##### Data supplied #####

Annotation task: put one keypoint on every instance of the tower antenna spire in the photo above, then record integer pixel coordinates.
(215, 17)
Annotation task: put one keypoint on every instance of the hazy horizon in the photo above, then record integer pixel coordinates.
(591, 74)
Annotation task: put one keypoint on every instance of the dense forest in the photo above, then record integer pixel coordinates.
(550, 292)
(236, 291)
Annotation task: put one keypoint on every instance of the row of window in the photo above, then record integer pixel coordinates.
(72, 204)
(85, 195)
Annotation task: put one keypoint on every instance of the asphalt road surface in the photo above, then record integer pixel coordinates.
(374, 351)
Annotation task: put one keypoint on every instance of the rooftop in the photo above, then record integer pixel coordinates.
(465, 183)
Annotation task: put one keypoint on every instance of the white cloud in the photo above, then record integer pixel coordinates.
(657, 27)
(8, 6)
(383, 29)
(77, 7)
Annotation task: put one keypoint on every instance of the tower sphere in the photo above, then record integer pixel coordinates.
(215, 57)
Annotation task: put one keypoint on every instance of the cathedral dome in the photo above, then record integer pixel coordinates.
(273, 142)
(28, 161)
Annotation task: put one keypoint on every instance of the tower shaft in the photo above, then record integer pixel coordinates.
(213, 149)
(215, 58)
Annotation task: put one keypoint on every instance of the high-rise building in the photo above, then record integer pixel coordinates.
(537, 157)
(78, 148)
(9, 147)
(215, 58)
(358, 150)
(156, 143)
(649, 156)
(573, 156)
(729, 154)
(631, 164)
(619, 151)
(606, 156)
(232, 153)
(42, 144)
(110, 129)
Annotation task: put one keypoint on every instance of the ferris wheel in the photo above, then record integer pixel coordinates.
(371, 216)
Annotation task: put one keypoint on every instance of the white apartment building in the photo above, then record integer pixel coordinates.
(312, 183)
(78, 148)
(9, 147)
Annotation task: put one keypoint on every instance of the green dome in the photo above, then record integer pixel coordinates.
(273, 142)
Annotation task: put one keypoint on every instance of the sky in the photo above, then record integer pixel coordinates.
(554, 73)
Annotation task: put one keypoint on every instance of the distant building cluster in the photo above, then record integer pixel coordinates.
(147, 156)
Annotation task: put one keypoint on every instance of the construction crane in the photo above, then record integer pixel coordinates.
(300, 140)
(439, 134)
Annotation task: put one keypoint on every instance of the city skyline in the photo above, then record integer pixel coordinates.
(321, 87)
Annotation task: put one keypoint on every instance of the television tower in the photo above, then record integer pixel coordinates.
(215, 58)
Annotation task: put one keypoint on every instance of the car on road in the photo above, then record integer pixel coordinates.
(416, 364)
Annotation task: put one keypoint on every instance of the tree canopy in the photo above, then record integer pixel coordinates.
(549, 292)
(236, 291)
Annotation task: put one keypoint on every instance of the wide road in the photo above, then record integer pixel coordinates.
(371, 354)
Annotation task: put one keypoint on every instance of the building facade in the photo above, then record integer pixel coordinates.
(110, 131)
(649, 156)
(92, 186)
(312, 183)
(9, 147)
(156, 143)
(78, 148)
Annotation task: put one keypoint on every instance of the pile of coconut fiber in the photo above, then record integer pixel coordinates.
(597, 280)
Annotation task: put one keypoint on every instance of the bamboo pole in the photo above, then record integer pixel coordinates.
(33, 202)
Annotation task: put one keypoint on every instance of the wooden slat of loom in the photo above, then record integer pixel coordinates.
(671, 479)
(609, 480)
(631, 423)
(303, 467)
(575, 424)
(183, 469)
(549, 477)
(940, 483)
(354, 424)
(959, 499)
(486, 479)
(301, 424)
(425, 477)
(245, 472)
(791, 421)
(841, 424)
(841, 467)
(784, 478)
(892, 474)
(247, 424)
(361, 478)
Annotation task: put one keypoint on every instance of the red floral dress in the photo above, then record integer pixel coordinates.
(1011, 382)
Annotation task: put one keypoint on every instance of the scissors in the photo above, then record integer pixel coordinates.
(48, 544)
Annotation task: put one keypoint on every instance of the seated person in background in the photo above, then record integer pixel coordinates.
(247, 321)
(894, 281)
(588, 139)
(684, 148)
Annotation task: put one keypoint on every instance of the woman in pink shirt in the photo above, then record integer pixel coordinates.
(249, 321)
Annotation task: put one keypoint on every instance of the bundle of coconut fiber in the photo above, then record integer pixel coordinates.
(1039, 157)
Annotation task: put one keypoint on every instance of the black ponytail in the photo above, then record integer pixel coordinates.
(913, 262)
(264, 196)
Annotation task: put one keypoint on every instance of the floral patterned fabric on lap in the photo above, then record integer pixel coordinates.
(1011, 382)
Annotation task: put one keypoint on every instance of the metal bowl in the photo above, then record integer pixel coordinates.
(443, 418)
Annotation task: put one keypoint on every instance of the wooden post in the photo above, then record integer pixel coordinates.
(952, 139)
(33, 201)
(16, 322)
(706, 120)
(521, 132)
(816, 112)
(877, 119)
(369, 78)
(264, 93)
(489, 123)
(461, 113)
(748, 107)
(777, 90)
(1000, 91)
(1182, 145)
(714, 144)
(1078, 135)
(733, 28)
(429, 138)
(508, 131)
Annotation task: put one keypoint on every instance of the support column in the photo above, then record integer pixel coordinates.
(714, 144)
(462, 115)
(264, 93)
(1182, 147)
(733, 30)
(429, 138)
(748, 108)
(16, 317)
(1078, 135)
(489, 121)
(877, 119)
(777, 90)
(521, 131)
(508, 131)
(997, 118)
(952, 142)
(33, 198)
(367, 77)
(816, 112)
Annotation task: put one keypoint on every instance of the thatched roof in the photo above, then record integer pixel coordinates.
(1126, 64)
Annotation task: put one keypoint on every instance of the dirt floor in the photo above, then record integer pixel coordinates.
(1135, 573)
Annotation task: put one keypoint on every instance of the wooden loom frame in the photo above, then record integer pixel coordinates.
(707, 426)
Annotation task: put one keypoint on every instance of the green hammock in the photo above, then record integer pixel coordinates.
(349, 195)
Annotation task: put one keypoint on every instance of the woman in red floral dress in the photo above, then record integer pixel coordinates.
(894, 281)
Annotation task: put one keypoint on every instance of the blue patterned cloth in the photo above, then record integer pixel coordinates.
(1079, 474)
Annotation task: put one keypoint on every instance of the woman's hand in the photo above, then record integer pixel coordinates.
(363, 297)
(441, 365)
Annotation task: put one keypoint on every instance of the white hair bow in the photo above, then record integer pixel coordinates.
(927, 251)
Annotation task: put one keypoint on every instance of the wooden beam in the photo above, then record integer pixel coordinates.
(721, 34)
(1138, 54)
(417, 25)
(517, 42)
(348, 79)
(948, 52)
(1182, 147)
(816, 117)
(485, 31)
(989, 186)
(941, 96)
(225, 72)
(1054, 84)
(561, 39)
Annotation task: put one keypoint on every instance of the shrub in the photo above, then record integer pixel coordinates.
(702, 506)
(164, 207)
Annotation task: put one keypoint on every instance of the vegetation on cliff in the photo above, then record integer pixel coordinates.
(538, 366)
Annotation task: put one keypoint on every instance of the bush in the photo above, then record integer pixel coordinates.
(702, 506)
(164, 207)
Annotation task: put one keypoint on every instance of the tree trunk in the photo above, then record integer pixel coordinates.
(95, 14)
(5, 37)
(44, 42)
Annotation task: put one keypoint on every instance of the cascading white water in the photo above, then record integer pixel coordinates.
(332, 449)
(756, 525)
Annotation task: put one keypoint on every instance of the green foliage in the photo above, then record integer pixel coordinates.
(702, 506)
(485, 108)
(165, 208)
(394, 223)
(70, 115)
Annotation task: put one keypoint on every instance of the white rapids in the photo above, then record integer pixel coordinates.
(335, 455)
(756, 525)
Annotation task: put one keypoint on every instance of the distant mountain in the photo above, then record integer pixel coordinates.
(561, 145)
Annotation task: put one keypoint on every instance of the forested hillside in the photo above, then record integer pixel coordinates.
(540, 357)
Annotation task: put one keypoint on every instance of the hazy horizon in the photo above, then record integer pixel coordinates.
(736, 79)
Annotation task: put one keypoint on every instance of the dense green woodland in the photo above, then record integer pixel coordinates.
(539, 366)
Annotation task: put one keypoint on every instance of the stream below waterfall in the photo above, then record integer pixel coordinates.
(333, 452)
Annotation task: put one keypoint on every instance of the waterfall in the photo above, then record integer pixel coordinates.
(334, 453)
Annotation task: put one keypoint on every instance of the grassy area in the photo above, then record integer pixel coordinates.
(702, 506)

#####

Problem description -
In the records above, return only the line that contains "the dense green" and every line after it through the last, exactly as they appear.

Solution below -
Annotation task: put one keypoint on every instance of the dense green woodland in the photo above, then record integer pixel coordinates.
(539, 366)
Annotation task: put one keypoint on every instance of the stream below waterfall in the photo above, then record integer pixel coordinates.
(333, 452)
Annotation task: put one keypoint on every instance of the waterfall in the photo above, then record integer pixel coordinates.
(334, 453)
Annotation task: put one keypoint on every instance of the grassy area in the photo above, then record integer pixel coordinates.
(702, 506)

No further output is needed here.